• Source passage:
>>>>

There is no doubt I am happier and more productive and healthier and much more hopeful when I lose touch with the world outside the local watershed; and I am especially happier when I don’t read articles by Robert Scheer and Chris Hedges and Jim Kunstler and other brave and intelligent left-of-the-now-non-existent-center pundits. When I do read articles by these folks, or essays by relatively moderate commentators like Paul Krugman, I feel depressed and hopeless and mentally bludgeoned because these well-meaning folks keep saying the same things over and over again, week after week, month after month.

So to climb out of my slough of despond, I abstain for days on end from news of the outside world, and the bloom returns to my cheeks, and my writing picks up steam, and new melodies present themselves, and I improve as a husband and friend and neighbor, and I start to think life is pretty okay; and then someone sends me an incisively gruesome article or someone emails me a link to a frightening treatise, and I am once more sucked into reading commentaries elucidating how and why things in the great big world are, indeed, going from bad to worse, and I feel bludgeoned again, and while I’m being bludgeoned I try to make sense of the avalanche of facts about the legions of crooks who own and run the world, though the ultimate sense to be made is the same sense I’ve been making since they ran Jimmy Carter out of office in 1980 with a fake oil shortage, to wit: we’re headed for even bigger economic and environmental catastrophes than the ones we’re in the midst of.

And it occurred to me as I was reading Robert Scheer’s recent tirade from which I culled the opening quote—The fraudulent practices that got people into homes they couldn’t afford are at the heart of our problem—that I have the same difficulty with Scheer and Hedges and Krugman and Kunstler that I had with most of the speakers at the anti-war rallies during the George Bush years, which is that these angry intelligent people are so stuck on exposing the already entirely exposed current crop of crooks that they don’t delve deeply enough into human nature.

For instance, yes, millions of people were duped into buying homes they couldn’t afford, but that is not the heart of the story. To get to the heart, I will pose and answer three questions. 1. Why were those tens of millions of fraudulently sold houses so incredibly expensive? 2. Why were tens of millions of people so easily duped into buying absurdly expensive houses? 3. Why, in the recent California election, did a majority of voters defeat a proposition that would have, for eighteen dollars a year, made our several hundred fabulous state parks wholly viable and free to everyone?

The answers to these questions are:

1. In 1996, in the working class neighborhood where I lived in Berkeley, California, a little (and I mean tiny) house went on the market for 139,000 dollars. After six months on the market, this eensy teensy house sold for 119,000. However, four years later in 2000, this same iddy biddy house sold for 540,000 dollars, and my neighborhood was working class no more. Two years later, in 2002, this same miniscule home sold for 790,000 dollars. Now, honestly, these price increases did not occur because of fraudulent practices. These increases occurred because of collective insanity springing from greed, fear, and delusion. Thus I conclude that collective insanity is the answer to why all those eventually fraudulently sold houses were so expensive and unaffordable even had they been sold without a hint of fraud.

2. Many millions of people were so easily duped into buying insanely expensive houses they could not afford because they, the duped people, were greedy, fearful, and delusional. Why they and most Americans were and are greedy and fearful and delusional is another question, one might even call it The Big Question, and I’m coming to that.

<<<<

[Stored data entries]
>>>>

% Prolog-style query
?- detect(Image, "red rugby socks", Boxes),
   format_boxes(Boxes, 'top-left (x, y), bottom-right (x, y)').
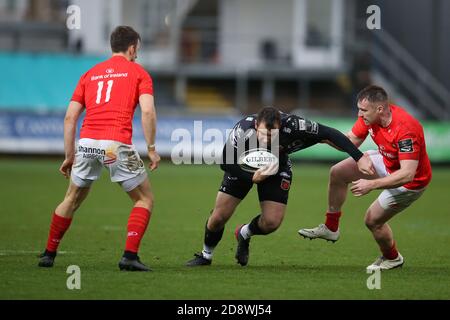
top-left (125, 207), bottom-right (151, 253)
top-left (46, 212), bottom-right (72, 252)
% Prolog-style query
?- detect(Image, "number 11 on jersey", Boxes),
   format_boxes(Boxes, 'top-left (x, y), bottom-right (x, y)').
top-left (95, 80), bottom-right (114, 104)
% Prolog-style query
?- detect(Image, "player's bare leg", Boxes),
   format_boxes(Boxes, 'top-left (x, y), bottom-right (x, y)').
top-left (235, 201), bottom-right (286, 266)
top-left (186, 191), bottom-right (241, 267)
top-left (298, 158), bottom-right (378, 242)
top-left (119, 177), bottom-right (153, 271)
top-left (38, 181), bottom-right (90, 268)
top-left (365, 199), bottom-right (403, 270)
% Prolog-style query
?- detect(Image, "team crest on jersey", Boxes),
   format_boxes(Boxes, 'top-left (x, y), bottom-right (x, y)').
top-left (398, 138), bottom-right (414, 152)
top-left (280, 179), bottom-right (291, 191)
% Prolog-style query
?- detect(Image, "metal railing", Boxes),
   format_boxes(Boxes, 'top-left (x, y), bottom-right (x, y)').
top-left (371, 30), bottom-right (450, 120)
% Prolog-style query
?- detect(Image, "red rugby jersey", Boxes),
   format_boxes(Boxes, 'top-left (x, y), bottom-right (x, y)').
top-left (352, 105), bottom-right (431, 190)
top-left (72, 56), bottom-right (153, 144)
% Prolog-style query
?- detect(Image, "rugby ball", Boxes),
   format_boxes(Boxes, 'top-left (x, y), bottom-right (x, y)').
top-left (238, 148), bottom-right (278, 172)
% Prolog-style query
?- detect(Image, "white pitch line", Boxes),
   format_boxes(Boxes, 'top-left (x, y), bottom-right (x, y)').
top-left (0, 250), bottom-right (69, 256)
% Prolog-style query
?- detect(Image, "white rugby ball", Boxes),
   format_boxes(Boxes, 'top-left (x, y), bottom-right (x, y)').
top-left (238, 148), bottom-right (278, 172)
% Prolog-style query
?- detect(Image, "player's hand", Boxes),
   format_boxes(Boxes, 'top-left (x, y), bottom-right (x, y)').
top-left (59, 157), bottom-right (75, 179)
top-left (350, 179), bottom-right (374, 197)
top-left (252, 163), bottom-right (278, 183)
top-left (148, 150), bottom-right (161, 171)
top-left (356, 154), bottom-right (375, 176)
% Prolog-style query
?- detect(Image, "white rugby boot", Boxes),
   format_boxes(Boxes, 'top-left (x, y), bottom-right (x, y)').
top-left (367, 252), bottom-right (404, 271)
top-left (298, 223), bottom-right (339, 242)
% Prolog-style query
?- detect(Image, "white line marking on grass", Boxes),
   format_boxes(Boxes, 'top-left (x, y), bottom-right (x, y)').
top-left (0, 250), bottom-right (69, 256)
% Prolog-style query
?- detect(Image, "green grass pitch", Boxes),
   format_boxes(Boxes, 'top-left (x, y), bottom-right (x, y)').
top-left (0, 159), bottom-right (450, 300)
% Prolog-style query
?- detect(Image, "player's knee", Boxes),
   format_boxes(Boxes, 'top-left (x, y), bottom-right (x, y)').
top-left (64, 190), bottom-right (85, 210)
top-left (330, 163), bottom-right (343, 182)
top-left (208, 209), bottom-right (227, 231)
top-left (364, 212), bottom-right (381, 231)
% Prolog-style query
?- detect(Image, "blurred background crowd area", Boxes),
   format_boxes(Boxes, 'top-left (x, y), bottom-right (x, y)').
top-left (0, 0), bottom-right (450, 159)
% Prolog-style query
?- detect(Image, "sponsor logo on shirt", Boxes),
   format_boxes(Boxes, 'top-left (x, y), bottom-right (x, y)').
top-left (398, 138), bottom-right (414, 153)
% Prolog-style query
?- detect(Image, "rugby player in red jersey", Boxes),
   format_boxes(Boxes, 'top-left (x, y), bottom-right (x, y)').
top-left (39, 26), bottom-right (160, 271)
top-left (299, 86), bottom-right (431, 270)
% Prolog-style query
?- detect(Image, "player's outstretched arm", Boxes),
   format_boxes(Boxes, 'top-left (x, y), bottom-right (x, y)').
top-left (59, 101), bottom-right (84, 178)
top-left (319, 124), bottom-right (375, 175)
top-left (350, 160), bottom-right (419, 197)
top-left (139, 94), bottom-right (161, 171)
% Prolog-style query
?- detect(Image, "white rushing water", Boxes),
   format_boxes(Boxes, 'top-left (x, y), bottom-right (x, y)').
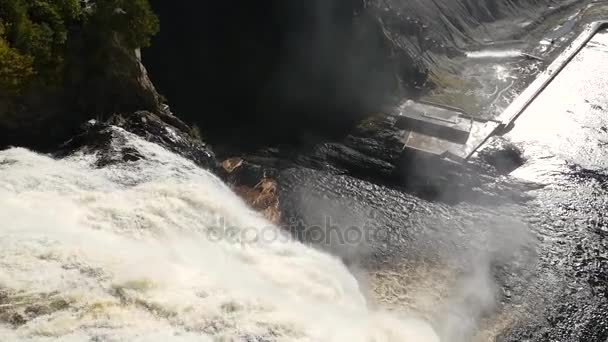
top-left (0, 129), bottom-right (438, 342)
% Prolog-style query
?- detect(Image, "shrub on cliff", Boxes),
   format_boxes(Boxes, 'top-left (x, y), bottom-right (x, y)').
top-left (0, 0), bottom-right (159, 148)
top-left (0, 0), bottom-right (158, 92)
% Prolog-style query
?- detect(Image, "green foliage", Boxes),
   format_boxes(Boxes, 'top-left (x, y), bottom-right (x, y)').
top-left (0, 22), bottom-right (34, 96)
top-left (0, 0), bottom-right (80, 83)
top-left (87, 0), bottom-right (159, 49)
top-left (0, 0), bottom-right (159, 95)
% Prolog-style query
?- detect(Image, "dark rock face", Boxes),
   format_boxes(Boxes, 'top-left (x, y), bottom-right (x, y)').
top-left (144, 0), bottom-right (569, 145)
top-left (55, 111), bottom-right (219, 172)
top-left (144, 0), bottom-right (426, 146)
top-left (0, 31), bottom-right (161, 152)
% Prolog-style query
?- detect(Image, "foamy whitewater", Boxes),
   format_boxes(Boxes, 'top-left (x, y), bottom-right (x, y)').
top-left (0, 128), bottom-right (438, 342)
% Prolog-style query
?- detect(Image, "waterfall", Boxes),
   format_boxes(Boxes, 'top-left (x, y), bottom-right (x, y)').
top-left (0, 128), bottom-right (438, 342)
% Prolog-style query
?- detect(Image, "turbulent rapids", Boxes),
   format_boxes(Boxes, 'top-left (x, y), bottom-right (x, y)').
top-left (0, 128), bottom-right (438, 342)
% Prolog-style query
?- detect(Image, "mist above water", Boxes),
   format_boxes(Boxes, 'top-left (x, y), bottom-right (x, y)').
top-left (0, 129), bottom-right (438, 342)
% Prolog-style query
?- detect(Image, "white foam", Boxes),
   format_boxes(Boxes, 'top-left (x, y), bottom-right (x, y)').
top-left (0, 129), bottom-right (438, 342)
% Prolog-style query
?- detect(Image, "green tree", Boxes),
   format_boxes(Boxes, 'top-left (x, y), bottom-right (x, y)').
top-left (86, 0), bottom-right (159, 49)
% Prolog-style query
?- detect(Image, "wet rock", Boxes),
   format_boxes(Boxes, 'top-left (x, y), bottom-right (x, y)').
top-left (55, 111), bottom-right (219, 172)
top-left (477, 136), bottom-right (525, 174)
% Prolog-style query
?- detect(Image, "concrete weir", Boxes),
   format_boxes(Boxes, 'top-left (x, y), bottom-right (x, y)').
top-left (396, 21), bottom-right (608, 162)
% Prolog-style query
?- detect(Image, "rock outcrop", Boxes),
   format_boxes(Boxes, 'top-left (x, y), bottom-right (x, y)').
top-left (54, 110), bottom-right (219, 172)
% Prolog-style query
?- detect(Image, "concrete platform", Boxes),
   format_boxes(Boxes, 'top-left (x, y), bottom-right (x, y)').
top-left (397, 21), bottom-right (608, 163)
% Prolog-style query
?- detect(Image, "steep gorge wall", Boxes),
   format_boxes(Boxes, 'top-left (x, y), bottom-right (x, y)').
top-left (144, 0), bottom-right (565, 146)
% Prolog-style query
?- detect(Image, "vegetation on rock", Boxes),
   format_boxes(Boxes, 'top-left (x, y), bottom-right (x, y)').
top-left (0, 0), bottom-right (159, 147)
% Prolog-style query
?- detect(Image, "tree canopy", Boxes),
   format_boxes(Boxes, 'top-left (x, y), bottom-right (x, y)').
top-left (0, 0), bottom-right (159, 95)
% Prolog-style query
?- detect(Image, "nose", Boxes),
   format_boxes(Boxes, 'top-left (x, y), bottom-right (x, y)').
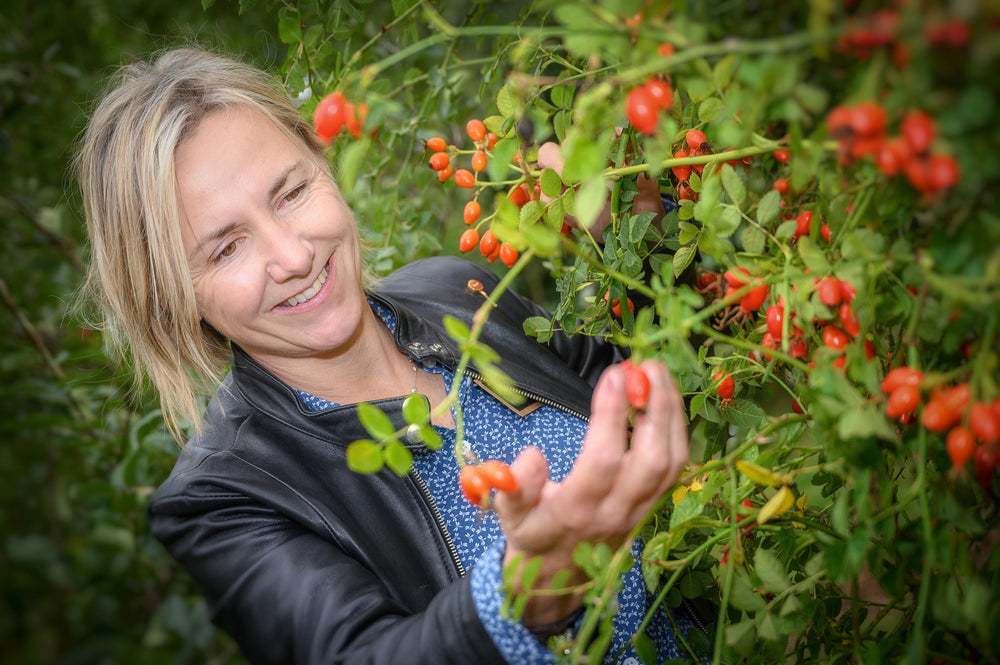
top-left (263, 223), bottom-right (315, 283)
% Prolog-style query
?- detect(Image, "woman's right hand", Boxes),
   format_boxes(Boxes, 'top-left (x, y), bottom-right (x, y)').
top-left (496, 360), bottom-right (688, 627)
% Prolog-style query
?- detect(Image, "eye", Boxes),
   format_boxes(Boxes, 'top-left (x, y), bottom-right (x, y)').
top-left (212, 239), bottom-right (240, 263)
top-left (281, 183), bottom-right (306, 203)
top-left (219, 240), bottom-right (236, 258)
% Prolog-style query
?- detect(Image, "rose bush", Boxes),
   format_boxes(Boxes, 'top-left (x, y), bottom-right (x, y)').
top-left (252, 0), bottom-right (1000, 663)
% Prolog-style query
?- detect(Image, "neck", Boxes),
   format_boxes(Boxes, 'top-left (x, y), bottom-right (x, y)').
top-left (262, 306), bottom-right (413, 404)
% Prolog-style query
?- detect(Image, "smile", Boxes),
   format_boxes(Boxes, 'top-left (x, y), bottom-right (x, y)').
top-left (281, 264), bottom-right (330, 307)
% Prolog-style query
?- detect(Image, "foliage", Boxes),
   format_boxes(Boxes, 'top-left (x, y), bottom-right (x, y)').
top-left (0, 0), bottom-right (277, 665)
top-left (278, 0), bottom-right (1000, 663)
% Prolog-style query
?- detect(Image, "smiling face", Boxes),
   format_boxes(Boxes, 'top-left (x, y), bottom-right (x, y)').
top-left (175, 107), bottom-right (367, 373)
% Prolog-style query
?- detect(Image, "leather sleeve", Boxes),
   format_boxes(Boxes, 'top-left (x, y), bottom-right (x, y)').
top-left (150, 470), bottom-right (503, 665)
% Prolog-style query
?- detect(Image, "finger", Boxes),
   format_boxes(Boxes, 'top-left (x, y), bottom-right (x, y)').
top-left (538, 141), bottom-right (563, 175)
top-left (618, 361), bottom-right (688, 505)
top-left (495, 447), bottom-right (549, 526)
top-left (562, 365), bottom-right (629, 500)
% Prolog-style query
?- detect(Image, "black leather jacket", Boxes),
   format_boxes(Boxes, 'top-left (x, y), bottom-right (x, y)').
top-left (149, 257), bottom-right (624, 665)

<<<<

• Task description: In the essay on home prices and collective insanity, reproduce the passage from "For instance, yes, millions" up to and including "free to everyone?".

• Result for this task:
For instance, yes, millions of people were duped into buying homes they couldn’t afford, but that is not the heart of the story. To get to the heart, I will pose and answer three questions. 1. Why were those tens of millions of fraudulently sold houses so incredibly expensive? 2. Why were tens of millions of people so easily duped into buying absurdly expensive houses? 3. Why, in the recent California election, did a majority of voters defeat a proposition that would have, for eighteen dollars a year, made our several hundred fabulous state parks wholly viable and free to everyone?